BEGIN

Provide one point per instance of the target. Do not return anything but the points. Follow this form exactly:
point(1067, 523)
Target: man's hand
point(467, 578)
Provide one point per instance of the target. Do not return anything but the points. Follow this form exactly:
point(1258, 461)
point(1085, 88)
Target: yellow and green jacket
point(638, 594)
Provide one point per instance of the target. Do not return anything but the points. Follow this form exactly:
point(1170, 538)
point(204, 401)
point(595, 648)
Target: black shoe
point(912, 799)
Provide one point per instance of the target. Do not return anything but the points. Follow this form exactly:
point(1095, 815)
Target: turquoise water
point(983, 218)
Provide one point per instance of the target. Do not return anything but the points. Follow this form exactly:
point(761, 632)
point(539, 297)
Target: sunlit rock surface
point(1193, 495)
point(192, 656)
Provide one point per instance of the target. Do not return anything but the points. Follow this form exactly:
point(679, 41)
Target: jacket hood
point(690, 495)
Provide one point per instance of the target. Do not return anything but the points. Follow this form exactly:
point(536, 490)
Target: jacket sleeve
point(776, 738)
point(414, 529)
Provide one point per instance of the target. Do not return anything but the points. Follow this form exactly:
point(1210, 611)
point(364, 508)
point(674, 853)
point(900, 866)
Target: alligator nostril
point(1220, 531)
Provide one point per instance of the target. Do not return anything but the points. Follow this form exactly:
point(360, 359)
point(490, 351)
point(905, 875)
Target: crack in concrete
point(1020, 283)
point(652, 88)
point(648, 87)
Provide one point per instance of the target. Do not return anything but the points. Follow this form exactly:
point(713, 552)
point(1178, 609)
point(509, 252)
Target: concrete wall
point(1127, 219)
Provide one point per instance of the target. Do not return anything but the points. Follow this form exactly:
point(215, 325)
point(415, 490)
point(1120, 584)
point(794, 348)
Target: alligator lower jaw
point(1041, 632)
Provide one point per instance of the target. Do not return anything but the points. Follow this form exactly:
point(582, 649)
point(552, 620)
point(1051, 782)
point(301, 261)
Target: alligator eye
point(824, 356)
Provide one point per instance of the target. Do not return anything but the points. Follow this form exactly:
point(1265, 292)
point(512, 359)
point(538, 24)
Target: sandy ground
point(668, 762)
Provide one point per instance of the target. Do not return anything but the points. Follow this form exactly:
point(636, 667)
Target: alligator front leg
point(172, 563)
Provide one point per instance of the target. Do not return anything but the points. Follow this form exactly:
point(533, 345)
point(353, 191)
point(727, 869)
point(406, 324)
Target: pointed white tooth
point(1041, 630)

END

#### Your objective
Could you transcribe the whole listing above without any edits?

#### Result
Provide one point per instance of the target. Do not return anything but the points. Follow this form exactly:
point(1067, 523)
Target: man's hand
point(467, 578)
Provide one point per instance of the target. Do not return anything but the points. Follow this form exactly:
point(1258, 461)
point(1085, 88)
Target: yellow and green jacket
point(638, 594)
Provide one point per instance of the target. Do not return anything but the points. Follow this form exactly:
point(1170, 538)
point(204, 401)
point(595, 648)
Target: black shoe
point(912, 799)
Provide one point per instance of the target. Do not return anything but the points. Follow this form exactly:
point(1095, 815)
Target: turquoise water
point(983, 218)
Provide one point per instance of the target. Do not return anything but the points. Follow this form exactly:
point(761, 632)
point(539, 297)
Target: sunlit rock surface
point(1193, 495)
point(192, 656)
Provide one point per instance of the target. Do not return anything but the points. Follow this form exactly:
point(679, 41)
Target: jacket hood
point(690, 495)
Provide one point per instance of the target. Do not return anything but the points. Follow this form exactly:
point(536, 490)
Target: jacket sleeve
point(776, 738)
point(414, 529)
Provide one point per instance of the target. Do not return anything but the points. Follow this form exactly:
point(1210, 611)
point(364, 508)
point(674, 853)
point(900, 866)
Target: alligator nostril
point(1220, 531)
Provide one point per instance of the target. Do not return anything but the points. Follow this form exactly:
point(360, 359)
point(490, 351)
point(905, 875)
Target: crack in concrete
point(1020, 283)
point(652, 88)
point(648, 87)
Provide one point per instance of the target. Do not return anything but the points. Follow this form exactly:
point(713, 552)
point(1178, 609)
point(509, 252)
Target: concrete wall
point(1127, 219)
Provide one point per instance of the target. Do not return anything but the points. Follow this form exactly:
point(215, 325)
point(415, 490)
point(1120, 584)
point(794, 348)
Target: alligator lower jaw
point(1041, 632)
Provide one point per instance of the target. Do not return anything but the points. Follow this form exactly:
point(582, 649)
point(552, 620)
point(1051, 782)
point(301, 261)
Target: alligator eye
point(824, 356)
Provide one point per instance of the target. Do not return anything but the points. Follow this form exactly:
point(1265, 292)
point(512, 359)
point(538, 24)
Target: sandy ground
point(668, 762)
Provide one point per instance of the target. Do not return anything but the points. Follow this form exactly:
point(636, 667)
Target: alligator front leg
point(172, 563)
Provide one point per instance of the target. Do not return anything but the points. Follow this form exactly:
point(533, 345)
point(353, 191)
point(727, 869)
point(406, 324)
Target: pointed white tooth
point(1041, 630)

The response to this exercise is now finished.